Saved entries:
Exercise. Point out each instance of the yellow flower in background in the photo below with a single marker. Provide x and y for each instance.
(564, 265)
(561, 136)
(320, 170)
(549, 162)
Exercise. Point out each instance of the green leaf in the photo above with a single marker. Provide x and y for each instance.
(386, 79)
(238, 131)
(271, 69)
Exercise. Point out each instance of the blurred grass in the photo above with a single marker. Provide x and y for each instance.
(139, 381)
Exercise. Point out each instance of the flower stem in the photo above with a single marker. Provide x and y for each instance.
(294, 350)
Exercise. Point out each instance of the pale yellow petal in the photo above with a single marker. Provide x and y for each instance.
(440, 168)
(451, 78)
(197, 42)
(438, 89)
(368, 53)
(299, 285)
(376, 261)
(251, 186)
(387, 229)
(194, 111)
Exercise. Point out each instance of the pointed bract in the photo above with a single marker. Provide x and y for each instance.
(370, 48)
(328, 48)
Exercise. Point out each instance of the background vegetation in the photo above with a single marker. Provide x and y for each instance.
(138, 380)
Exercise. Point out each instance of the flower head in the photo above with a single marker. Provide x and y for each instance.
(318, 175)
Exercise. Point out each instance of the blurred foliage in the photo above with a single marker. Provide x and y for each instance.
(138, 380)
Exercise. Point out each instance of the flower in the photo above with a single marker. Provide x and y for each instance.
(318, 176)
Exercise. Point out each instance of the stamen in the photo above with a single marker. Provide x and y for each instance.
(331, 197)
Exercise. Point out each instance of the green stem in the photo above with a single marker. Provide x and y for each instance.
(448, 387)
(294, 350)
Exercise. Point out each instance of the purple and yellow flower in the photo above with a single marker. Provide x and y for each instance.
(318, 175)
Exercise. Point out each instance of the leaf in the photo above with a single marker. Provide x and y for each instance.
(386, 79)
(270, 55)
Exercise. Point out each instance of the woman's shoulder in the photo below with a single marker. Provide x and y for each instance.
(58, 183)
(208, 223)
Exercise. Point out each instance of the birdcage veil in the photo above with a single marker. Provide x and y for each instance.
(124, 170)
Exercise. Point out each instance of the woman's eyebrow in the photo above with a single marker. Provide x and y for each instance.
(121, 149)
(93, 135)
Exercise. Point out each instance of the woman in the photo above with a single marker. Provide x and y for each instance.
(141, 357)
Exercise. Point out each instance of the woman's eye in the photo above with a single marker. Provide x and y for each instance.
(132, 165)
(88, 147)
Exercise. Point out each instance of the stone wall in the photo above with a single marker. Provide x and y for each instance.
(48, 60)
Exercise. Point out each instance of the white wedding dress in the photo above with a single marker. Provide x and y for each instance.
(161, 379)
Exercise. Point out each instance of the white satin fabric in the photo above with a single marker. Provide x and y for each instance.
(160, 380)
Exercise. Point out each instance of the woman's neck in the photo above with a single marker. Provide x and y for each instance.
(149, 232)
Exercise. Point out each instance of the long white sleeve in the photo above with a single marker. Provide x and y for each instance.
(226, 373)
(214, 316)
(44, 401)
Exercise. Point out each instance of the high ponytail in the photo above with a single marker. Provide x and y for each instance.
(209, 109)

= Task details =
Exactly as they appear, write out the lines from the one containing "Exercise. Point out each instance of the white wedding" through the final line of the entries above, both included.

= Exercise answer =
Exercise. Point out each instance of the white wedding dress in the photo above with a single marker. Provide x and y for each instance.
(161, 379)
Exercise. Point out each instance of the white satin fabric in the photo above with a single marker. Provide x and y for each instance.
(160, 380)
Exercise. Point out each instance of the woman's neck in the photo above with a single marker. Provide x and y for each instance.
(149, 232)
Exercise. Point out each instance of the long white sleeve in the photo above with a single marker. Provide x and y for each instance.
(226, 373)
(214, 316)
(44, 401)
Exercise. Point out each instance of the high ponytail in the photo above with a single marker. Provide x and y for each instance.
(209, 109)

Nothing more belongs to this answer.